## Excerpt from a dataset

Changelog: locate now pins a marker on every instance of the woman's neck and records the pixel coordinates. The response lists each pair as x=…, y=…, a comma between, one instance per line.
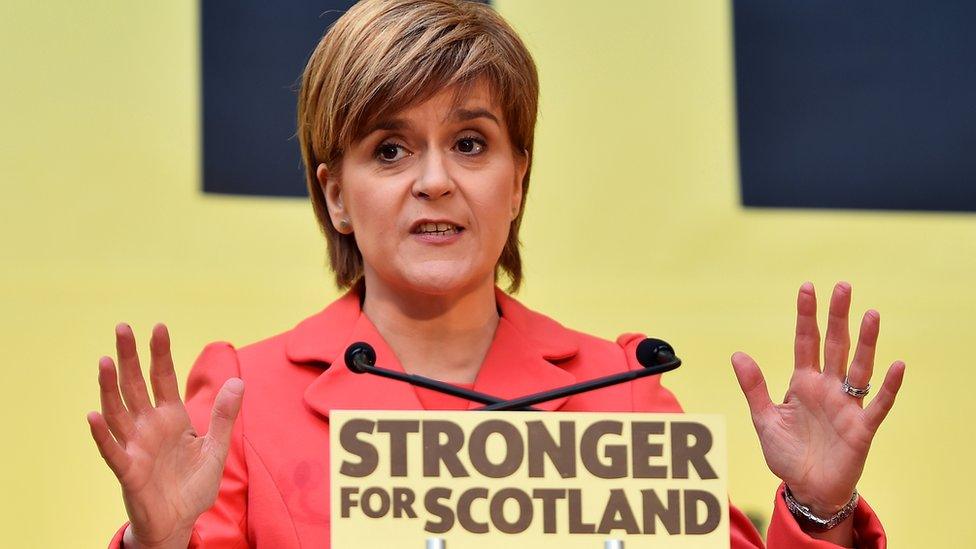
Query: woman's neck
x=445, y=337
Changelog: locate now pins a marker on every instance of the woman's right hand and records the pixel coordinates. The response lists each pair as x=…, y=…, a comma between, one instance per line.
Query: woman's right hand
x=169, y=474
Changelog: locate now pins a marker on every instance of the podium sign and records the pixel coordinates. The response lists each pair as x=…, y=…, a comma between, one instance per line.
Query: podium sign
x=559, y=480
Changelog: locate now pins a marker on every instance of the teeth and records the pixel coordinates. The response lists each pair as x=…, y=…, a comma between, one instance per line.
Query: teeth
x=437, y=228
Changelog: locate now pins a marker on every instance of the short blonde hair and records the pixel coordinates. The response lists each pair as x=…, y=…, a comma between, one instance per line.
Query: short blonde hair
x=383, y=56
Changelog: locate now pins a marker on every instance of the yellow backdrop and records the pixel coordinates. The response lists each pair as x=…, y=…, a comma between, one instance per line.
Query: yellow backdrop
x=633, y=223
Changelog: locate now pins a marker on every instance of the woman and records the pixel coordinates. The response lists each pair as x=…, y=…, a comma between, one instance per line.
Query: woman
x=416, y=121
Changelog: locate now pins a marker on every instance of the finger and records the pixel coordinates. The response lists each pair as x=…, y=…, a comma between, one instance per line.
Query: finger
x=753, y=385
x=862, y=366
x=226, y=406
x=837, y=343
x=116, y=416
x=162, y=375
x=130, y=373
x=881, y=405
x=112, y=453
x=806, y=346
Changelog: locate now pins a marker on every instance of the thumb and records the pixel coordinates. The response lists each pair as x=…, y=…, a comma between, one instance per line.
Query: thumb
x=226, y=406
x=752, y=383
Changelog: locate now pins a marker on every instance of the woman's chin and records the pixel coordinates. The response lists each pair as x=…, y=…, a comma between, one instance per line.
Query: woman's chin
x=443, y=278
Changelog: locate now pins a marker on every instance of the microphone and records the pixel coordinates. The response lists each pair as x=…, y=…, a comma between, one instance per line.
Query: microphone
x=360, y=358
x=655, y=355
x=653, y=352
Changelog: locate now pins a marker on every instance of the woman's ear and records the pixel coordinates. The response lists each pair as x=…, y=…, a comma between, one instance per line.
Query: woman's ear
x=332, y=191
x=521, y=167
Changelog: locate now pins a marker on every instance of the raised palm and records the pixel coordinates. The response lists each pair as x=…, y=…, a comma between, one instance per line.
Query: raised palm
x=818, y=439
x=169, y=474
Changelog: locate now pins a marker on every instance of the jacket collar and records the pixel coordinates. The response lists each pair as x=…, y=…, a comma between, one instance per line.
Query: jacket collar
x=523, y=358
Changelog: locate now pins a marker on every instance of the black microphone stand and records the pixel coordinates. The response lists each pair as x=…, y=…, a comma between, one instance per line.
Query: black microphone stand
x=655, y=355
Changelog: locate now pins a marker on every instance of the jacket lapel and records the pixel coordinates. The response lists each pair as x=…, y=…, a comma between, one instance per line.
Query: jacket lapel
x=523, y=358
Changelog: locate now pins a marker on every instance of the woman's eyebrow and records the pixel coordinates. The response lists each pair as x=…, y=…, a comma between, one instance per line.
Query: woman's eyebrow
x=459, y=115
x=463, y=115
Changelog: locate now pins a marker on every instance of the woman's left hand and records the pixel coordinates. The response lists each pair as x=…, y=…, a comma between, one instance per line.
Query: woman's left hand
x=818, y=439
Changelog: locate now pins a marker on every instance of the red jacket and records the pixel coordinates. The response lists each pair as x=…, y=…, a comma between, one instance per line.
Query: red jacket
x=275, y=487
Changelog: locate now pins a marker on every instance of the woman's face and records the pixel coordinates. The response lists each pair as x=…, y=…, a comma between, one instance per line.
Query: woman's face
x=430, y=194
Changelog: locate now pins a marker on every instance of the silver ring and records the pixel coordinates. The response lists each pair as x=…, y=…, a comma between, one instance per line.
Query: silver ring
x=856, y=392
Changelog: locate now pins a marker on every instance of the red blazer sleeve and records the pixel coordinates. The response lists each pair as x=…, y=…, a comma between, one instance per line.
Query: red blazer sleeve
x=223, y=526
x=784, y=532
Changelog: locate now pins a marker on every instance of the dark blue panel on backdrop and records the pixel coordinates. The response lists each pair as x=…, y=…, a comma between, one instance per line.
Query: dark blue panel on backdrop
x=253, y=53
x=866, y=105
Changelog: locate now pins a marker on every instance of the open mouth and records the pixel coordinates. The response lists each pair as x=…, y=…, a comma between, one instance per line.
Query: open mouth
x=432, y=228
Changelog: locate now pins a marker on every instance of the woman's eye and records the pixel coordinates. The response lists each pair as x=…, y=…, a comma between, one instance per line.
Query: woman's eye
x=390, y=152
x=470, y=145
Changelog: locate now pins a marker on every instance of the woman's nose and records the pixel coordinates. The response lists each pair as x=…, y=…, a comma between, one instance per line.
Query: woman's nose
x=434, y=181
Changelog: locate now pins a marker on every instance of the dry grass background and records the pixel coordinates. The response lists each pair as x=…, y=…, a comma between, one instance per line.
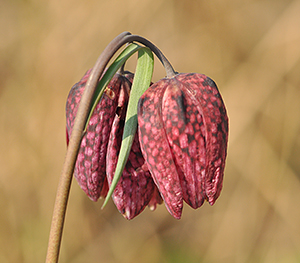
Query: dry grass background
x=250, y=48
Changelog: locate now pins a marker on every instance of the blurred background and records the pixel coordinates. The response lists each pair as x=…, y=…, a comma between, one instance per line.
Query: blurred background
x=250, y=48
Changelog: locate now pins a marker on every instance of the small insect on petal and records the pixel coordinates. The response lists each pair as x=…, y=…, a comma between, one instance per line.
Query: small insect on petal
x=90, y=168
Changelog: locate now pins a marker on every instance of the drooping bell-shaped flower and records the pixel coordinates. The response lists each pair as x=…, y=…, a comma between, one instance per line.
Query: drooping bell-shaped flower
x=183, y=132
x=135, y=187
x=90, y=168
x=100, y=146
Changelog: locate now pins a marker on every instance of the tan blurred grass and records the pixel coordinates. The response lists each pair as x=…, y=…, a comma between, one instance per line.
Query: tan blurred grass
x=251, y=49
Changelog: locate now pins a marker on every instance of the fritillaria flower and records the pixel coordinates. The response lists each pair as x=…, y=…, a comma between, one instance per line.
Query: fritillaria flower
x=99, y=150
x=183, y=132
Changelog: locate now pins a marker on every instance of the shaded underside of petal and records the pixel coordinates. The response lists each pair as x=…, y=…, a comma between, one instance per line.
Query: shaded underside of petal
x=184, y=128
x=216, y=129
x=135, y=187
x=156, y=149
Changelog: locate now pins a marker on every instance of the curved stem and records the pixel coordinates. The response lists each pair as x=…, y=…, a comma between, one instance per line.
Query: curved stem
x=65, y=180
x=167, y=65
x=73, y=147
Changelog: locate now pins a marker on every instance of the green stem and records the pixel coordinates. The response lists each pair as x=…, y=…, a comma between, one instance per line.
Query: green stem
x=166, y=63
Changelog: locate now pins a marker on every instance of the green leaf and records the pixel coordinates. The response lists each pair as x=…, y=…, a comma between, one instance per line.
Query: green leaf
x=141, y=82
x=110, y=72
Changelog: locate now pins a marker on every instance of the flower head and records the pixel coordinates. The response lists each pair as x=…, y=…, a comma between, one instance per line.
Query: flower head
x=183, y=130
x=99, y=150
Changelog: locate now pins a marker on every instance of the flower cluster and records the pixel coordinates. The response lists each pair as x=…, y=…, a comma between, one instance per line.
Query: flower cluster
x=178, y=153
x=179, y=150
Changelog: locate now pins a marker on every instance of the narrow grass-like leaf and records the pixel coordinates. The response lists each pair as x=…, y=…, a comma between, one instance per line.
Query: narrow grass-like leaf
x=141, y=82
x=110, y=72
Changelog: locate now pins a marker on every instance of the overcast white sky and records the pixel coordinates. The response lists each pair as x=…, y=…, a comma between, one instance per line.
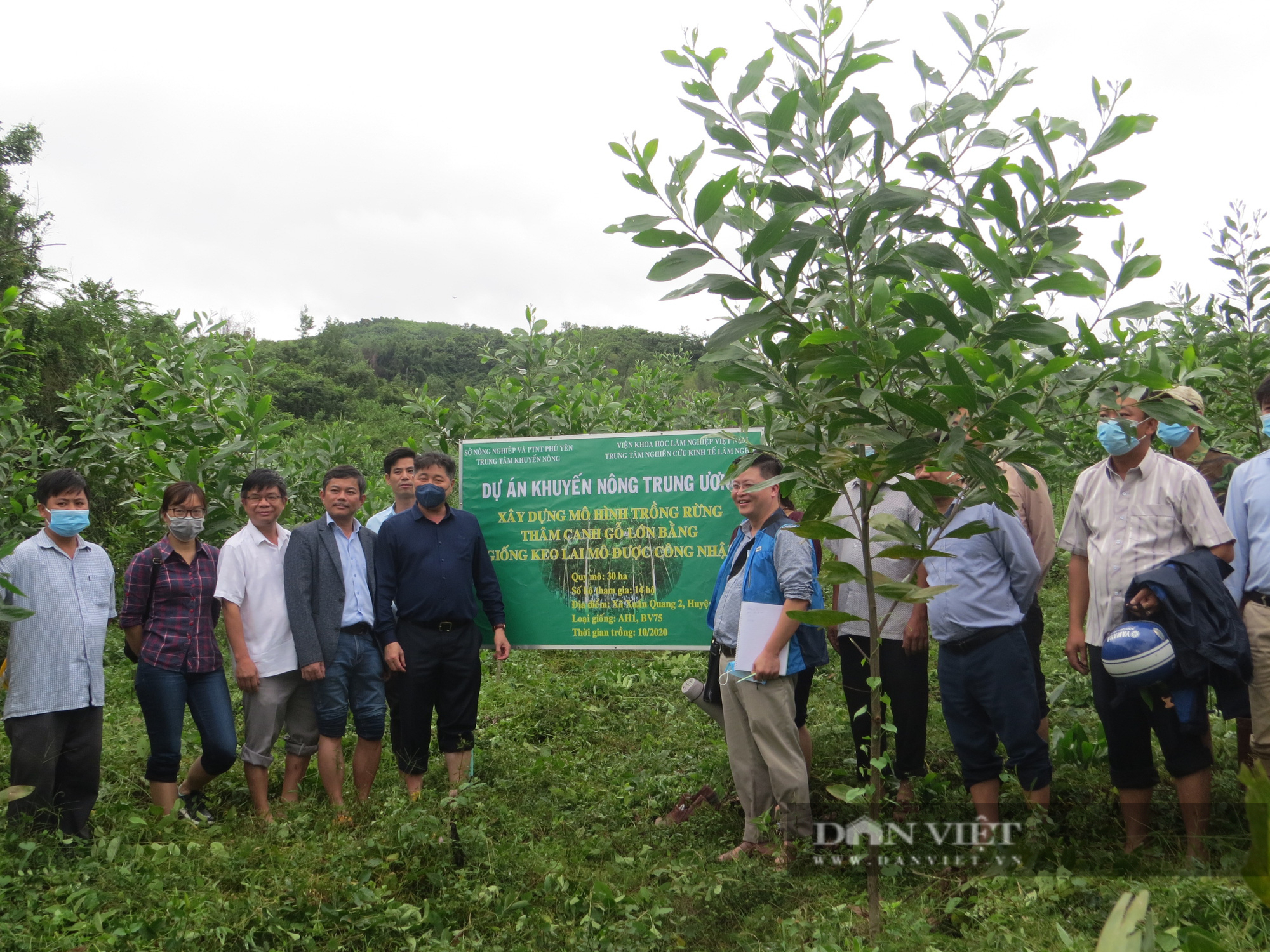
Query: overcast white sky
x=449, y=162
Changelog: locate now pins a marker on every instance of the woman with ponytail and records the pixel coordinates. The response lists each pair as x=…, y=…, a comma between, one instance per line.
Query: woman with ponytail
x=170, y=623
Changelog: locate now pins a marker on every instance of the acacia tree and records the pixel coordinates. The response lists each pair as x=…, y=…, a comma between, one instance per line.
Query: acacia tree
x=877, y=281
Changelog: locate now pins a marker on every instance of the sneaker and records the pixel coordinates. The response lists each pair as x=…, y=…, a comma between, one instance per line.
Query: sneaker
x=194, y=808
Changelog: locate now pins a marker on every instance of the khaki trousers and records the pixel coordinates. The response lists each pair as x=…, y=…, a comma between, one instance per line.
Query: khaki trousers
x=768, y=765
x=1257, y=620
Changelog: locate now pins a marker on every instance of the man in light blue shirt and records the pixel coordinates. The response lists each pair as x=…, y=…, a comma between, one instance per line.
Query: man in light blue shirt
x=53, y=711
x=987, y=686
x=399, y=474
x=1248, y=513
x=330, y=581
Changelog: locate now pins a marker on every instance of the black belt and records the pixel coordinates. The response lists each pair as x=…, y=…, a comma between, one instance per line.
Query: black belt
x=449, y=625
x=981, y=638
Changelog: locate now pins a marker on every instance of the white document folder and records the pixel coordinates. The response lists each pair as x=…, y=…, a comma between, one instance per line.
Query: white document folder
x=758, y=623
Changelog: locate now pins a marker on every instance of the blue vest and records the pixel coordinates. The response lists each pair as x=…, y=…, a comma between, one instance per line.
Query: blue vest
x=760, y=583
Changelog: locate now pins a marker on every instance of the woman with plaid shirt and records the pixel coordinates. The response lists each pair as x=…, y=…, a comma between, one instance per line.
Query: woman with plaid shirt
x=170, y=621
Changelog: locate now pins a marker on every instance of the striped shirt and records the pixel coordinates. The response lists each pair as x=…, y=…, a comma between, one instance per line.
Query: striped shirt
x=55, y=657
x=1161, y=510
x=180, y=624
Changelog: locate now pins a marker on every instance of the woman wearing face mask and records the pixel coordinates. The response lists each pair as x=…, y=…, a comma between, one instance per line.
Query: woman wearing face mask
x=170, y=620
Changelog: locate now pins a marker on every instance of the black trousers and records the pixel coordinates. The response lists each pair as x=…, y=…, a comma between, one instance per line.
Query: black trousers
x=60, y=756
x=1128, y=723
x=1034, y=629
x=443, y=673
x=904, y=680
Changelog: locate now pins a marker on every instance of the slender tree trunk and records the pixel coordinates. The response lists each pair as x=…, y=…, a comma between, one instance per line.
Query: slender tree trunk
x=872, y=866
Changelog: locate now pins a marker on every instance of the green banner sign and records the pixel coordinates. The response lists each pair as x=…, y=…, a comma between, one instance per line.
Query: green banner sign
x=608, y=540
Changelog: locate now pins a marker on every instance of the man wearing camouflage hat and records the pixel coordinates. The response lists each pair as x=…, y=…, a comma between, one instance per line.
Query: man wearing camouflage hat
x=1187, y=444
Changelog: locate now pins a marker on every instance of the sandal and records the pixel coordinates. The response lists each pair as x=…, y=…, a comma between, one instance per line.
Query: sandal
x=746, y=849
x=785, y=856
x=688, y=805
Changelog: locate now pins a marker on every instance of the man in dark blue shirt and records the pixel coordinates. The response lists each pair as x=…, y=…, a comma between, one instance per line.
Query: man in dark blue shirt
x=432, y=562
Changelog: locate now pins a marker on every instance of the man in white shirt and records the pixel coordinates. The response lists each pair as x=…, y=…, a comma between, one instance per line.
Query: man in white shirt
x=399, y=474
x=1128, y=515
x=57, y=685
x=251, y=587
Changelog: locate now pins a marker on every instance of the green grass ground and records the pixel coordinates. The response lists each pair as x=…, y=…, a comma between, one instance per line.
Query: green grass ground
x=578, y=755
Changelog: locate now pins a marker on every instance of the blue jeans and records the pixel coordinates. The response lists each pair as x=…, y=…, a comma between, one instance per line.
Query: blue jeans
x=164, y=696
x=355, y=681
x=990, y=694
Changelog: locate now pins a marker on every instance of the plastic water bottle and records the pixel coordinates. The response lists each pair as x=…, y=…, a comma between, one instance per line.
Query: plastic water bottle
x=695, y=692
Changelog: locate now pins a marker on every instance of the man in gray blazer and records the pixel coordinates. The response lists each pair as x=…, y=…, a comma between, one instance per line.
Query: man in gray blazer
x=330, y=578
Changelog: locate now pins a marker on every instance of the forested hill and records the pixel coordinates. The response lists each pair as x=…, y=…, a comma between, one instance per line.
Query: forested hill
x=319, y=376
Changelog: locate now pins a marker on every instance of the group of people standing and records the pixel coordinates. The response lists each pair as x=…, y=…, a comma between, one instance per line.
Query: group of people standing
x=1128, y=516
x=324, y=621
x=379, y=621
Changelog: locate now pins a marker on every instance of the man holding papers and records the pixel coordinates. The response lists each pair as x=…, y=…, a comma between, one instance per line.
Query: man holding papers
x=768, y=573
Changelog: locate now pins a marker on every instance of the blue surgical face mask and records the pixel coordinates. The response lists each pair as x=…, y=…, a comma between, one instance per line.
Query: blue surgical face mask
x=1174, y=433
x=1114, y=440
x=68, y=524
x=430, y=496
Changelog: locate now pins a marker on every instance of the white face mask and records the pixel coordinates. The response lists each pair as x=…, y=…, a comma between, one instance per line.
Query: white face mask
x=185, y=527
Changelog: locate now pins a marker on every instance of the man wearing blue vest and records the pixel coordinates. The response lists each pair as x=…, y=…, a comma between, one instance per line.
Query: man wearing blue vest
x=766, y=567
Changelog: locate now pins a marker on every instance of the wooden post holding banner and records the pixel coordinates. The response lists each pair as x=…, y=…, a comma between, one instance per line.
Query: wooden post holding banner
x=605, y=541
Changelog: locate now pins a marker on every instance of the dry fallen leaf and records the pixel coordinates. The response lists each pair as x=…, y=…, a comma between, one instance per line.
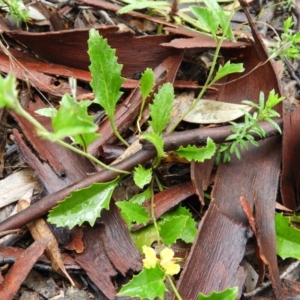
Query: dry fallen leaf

## Task prompt
Duplicate the items starting at the very beginning and ending with the line that contains "x=383, y=56", and leave the pictures out of your copy.

## Output for this exercise
Changelog: locate now pins a marker on every instance of the woman's neck and records the pixel coordinates. The response lists each pair as x=…, y=…, a comma between, one instance per line.
Query: woman's neck
x=445, y=337
Changelog: locate now pins a marker on every instance of the woman's right hand and records the pixel coordinates. The response lists each pair as x=…, y=…, a comma between, one instance per line.
Query: woman's right hand
x=169, y=474
Changelog: locate now pins a marker on every instance of the podium sign and records the pixel coordinates. The response lists each pair as x=…, y=…, a comma between, one instance per line.
Query: podium sign
x=559, y=480
Changelog: locate now pins a marker on every instance of the teeth and records the pixel coordinates. The response lists each pair as x=…, y=…, a comma between, one instance per line.
Query: teeth
x=437, y=228
Changelog: locate now pins a marker on every instance of the short blonde hair and records the pixel coordinates. The response lists each pair as x=…, y=…, a comma between, one instance per line.
Query: short blonde hair
x=383, y=56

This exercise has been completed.